• Stated exercise: From the records below, copy word for word the lines from the one holding "Could you point to the green leaf" through the one holding "(1070, 433)", with both of those lines included.

• Input:

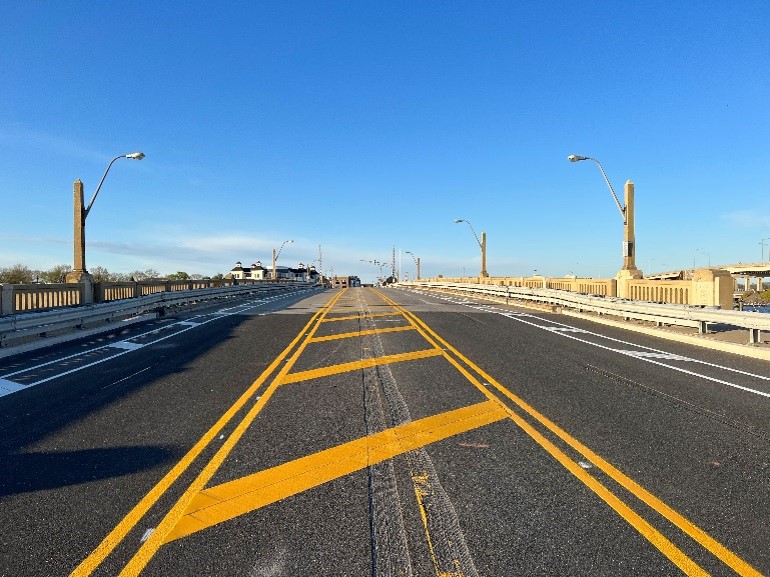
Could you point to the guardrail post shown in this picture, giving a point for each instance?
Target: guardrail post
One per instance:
(6, 300)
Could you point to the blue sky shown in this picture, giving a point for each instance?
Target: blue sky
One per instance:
(362, 126)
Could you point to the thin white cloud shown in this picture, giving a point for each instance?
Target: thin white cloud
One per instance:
(746, 218)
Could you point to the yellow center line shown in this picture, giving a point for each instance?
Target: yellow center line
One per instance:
(155, 540)
(229, 500)
(361, 333)
(114, 537)
(356, 365)
(737, 564)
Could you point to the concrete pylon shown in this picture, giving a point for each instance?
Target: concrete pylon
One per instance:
(629, 270)
(79, 273)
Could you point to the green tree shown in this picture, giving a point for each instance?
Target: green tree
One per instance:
(16, 274)
(56, 274)
(138, 275)
(179, 275)
(101, 274)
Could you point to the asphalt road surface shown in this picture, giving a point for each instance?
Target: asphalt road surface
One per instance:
(382, 432)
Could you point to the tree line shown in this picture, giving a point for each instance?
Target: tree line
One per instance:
(21, 274)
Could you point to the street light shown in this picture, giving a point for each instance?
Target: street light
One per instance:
(762, 255)
(703, 252)
(626, 213)
(482, 245)
(276, 255)
(416, 262)
(79, 272)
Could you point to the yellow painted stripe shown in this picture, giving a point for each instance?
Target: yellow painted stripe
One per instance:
(230, 500)
(356, 365)
(362, 333)
(155, 540)
(114, 537)
(737, 564)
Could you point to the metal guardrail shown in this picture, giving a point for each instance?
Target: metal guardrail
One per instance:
(662, 314)
(41, 324)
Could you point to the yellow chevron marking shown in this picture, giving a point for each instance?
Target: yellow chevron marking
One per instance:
(229, 500)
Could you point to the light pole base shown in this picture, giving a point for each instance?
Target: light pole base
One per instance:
(624, 275)
(79, 276)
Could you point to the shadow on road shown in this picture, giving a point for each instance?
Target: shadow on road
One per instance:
(27, 472)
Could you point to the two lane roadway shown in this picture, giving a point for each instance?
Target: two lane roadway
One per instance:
(383, 432)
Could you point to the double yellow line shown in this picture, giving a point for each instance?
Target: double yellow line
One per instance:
(156, 539)
(200, 507)
(662, 543)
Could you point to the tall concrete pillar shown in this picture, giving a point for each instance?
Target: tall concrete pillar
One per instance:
(484, 272)
(79, 234)
(79, 273)
(629, 271)
(629, 242)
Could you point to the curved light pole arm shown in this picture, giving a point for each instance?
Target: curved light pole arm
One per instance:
(133, 155)
(612, 190)
(458, 220)
(87, 209)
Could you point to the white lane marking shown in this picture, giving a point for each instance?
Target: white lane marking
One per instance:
(120, 354)
(152, 332)
(7, 387)
(653, 355)
(125, 378)
(649, 358)
(126, 345)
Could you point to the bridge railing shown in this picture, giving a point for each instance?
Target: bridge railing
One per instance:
(661, 314)
(36, 325)
(20, 298)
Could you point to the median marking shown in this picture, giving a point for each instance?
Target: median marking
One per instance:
(361, 333)
(229, 500)
(356, 365)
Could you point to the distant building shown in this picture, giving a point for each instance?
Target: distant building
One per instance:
(345, 281)
(258, 272)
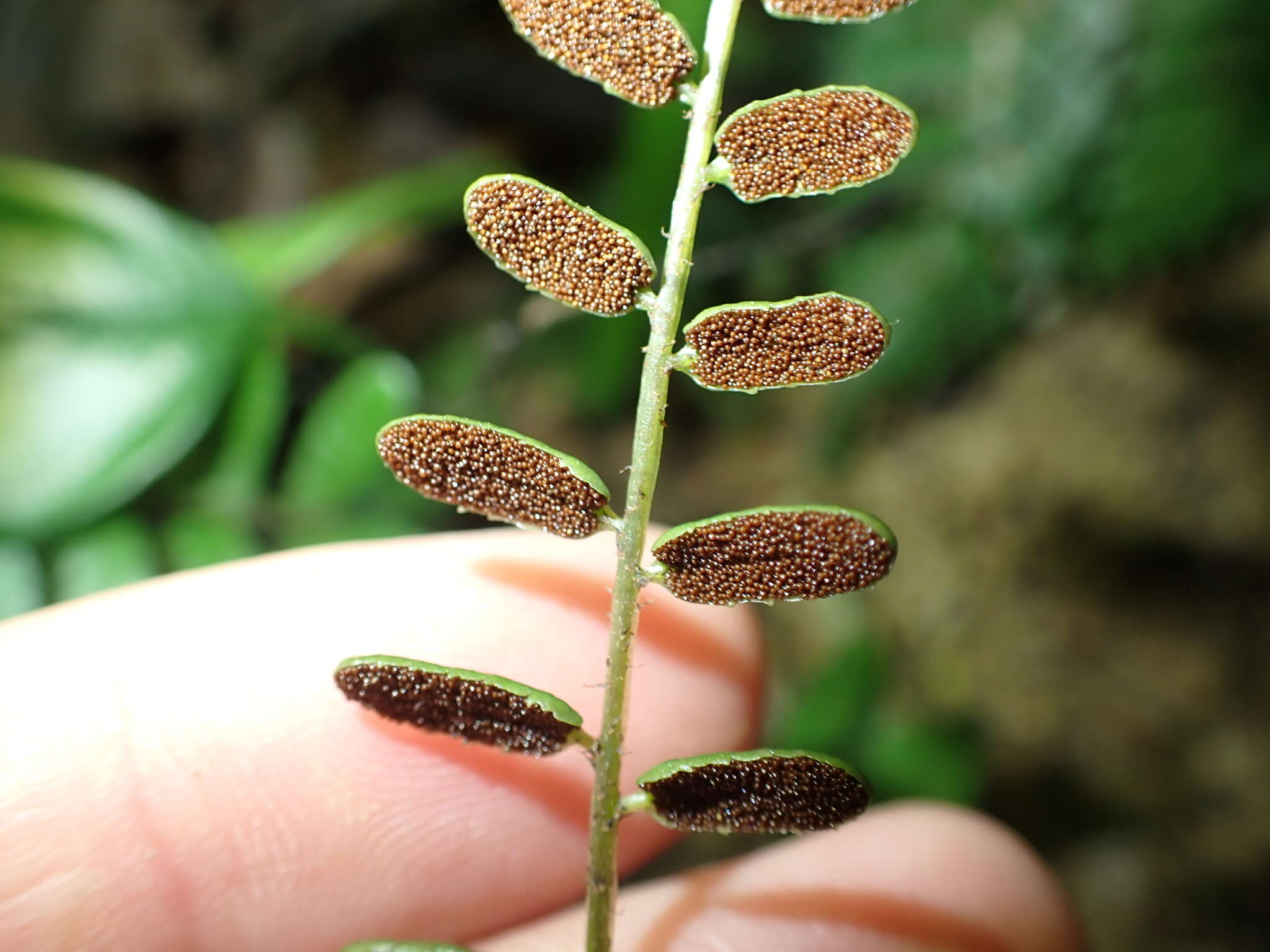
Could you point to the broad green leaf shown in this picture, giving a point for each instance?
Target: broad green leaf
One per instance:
(121, 325)
(281, 252)
(788, 553)
(113, 552)
(812, 144)
(22, 580)
(631, 47)
(247, 439)
(333, 485)
(474, 706)
(763, 345)
(197, 537)
(557, 247)
(494, 471)
(753, 791)
(830, 12)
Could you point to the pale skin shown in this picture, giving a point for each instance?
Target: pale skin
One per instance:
(178, 774)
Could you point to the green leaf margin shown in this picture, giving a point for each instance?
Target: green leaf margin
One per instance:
(575, 466)
(831, 20)
(689, 353)
(873, 522)
(602, 84)
(721, 169)
(585, 209)
(687, 764)
(554, 706)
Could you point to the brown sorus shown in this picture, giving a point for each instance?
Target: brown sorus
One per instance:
(814, 143)
(493, 472)
(461, 707)
(776, 553)
(631, 47)
(766, 795)
(833, 11)
(814, 339)
(556, 245)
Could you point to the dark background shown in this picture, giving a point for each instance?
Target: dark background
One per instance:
(1070, 433)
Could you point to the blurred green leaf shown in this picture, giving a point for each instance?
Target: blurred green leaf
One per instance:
(832, 711)
(1191, 150)
(282, 252)
(22, 580)
(248, 437)
(113, 552)
(334, 485)
(197, 537)
(911, 759)
(120, 329)
(941, 322)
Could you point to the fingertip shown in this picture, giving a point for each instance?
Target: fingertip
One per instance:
(915, 876)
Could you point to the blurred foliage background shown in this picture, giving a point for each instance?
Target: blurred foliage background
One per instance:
(231, 248)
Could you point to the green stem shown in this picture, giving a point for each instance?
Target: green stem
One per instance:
(646, 459)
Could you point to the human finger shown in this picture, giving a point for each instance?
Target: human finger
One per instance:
(178, 770)
(904, 879)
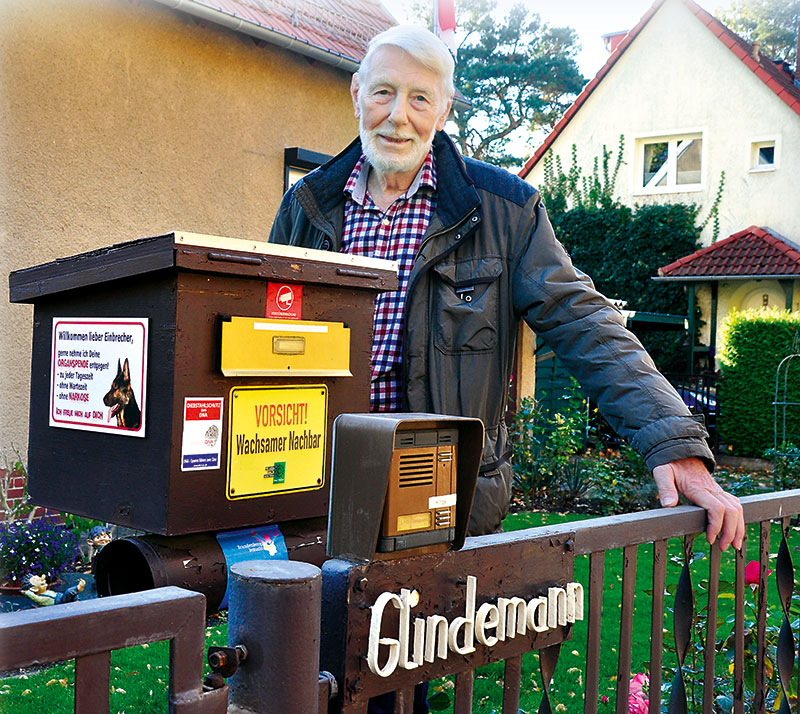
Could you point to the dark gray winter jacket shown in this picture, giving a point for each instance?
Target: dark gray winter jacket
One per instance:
(488, 260)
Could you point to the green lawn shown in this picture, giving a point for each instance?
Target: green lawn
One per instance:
(567, 687)
(139, 674)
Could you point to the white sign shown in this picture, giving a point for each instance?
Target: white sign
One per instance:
(98, 374)
(202, 433)
(434, 636)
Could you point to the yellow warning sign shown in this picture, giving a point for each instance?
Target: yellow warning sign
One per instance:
(276, 440)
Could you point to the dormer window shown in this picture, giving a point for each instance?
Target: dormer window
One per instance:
(763, 155)
(671, 163)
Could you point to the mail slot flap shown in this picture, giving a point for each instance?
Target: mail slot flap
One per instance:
(283, 348)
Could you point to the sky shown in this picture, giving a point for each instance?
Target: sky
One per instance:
(589, 18)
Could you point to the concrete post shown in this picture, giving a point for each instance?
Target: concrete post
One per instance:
(274, 612)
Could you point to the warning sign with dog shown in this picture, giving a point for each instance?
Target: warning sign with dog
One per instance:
(276, 440)
(99, 374)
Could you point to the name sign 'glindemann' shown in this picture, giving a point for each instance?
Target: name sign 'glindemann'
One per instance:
(434, 636)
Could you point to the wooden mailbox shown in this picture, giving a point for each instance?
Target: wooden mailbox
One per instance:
(188, 383)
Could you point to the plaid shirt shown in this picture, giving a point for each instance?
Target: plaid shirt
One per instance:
(394, 235)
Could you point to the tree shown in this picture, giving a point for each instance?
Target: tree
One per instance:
(519, 74)
(772, 23)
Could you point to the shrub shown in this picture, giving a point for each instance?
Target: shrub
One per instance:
(543, 443)
(42, 547)
(618, 481)
(754, 343)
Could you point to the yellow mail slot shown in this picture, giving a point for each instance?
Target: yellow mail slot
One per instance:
(279, 348)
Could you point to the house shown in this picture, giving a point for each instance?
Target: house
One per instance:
(692, 100)
(128, 118)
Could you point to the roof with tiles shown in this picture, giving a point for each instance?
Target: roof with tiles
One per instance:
(764, 68)
(342, 27)
(751, 253)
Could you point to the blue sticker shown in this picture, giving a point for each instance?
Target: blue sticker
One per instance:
(257, 543)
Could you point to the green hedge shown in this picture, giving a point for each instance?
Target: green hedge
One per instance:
(754, 343)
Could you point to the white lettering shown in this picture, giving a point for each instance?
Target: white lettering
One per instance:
(537, 614)
(468, 622)
(556, 607)
(434, 637)
(512, 617)
(486, 619)
(375, 638)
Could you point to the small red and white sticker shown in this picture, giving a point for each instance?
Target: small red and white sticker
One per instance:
(284, 301)
(202, 432)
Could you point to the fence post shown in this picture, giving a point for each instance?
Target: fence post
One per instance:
(274, 612)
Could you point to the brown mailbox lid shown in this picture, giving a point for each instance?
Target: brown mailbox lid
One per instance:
(193, 251)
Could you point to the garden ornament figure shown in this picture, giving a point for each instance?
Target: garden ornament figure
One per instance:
(35, 587)
(476, 254)
(97, 538)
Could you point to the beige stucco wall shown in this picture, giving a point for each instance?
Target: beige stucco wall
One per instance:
(741, 295)
(677, 77)
(125, 119)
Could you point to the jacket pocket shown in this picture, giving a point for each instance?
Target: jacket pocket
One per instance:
(466, 305)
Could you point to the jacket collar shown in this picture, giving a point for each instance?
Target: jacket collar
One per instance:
(456, 195)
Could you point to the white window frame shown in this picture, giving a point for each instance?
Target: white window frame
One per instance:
(754, 145)
(670, 167)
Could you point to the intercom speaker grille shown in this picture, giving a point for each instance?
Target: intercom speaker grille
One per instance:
(417, 469)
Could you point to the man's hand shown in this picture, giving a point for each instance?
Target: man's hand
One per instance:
(691, 478)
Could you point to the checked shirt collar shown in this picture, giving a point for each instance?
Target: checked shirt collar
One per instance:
(393, 235)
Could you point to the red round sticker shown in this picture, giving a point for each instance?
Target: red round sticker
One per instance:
(285, 298)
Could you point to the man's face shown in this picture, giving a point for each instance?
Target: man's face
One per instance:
(399, 106)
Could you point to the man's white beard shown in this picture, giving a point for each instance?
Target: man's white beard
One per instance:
(392, 164)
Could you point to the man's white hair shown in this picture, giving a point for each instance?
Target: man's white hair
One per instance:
(422, 45)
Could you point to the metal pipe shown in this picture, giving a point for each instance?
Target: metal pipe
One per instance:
(290, 593)
(195, 562)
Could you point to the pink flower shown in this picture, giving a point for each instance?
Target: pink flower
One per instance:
(637, 704)
(637, 699)
(752, 572)
(639, 683)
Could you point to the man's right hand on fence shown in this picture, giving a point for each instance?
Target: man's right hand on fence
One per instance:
(691, 478)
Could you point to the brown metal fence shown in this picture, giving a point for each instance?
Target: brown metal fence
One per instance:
(594, 539)
(89, 630)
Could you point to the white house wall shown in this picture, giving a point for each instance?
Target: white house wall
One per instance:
(677, 77)
(740, 295)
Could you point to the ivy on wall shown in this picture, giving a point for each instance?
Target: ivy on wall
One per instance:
(621, 247)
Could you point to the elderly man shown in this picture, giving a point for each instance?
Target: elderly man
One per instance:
(477, 254)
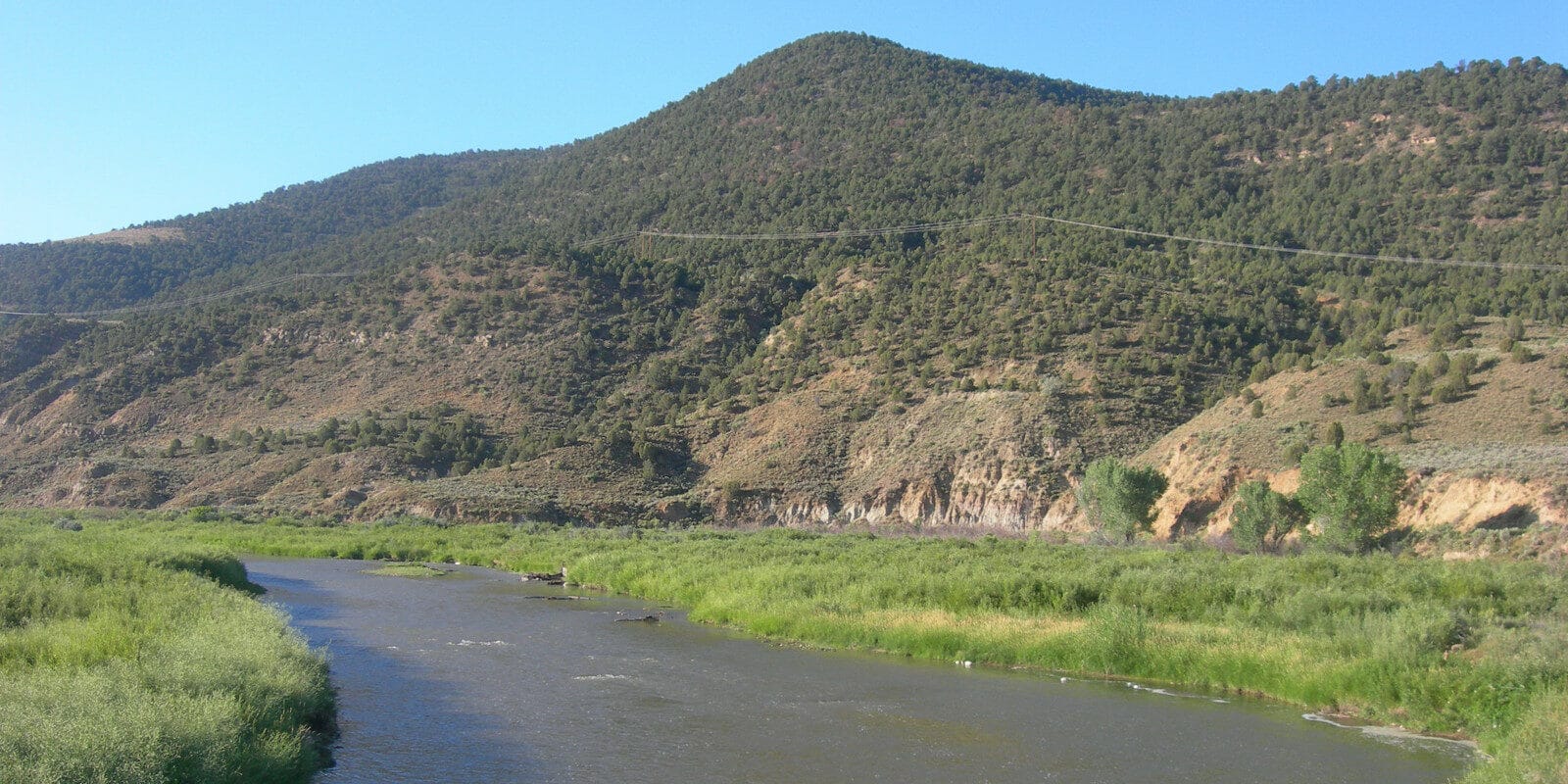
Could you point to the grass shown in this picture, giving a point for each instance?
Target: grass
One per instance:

• Complete answer:
Could you point to the green leaf margin shown in this picture, giving a point for each instance?
Target: green leaf margin
One per instance:
(575, 466)
(831, 20)
(689, 353)
(873, 522)
(602, 84)
(721, 169)
(585, 209)
(687, 764)
(554, 706)
Could you point to the brown sorus shown in this picture, giving a point for each instance?
Target: brown sorus
One per instance:
(814, 143)
(493, 472)
(461, 707)
(776, 553)
(631, 47)
(766, 795)
(833, 11)
(814, 339)
(556, 245)
Could you point to the dark background shown in this picture, giving a point for each instance?
Target: dark background
One per instance:
(1070, 433)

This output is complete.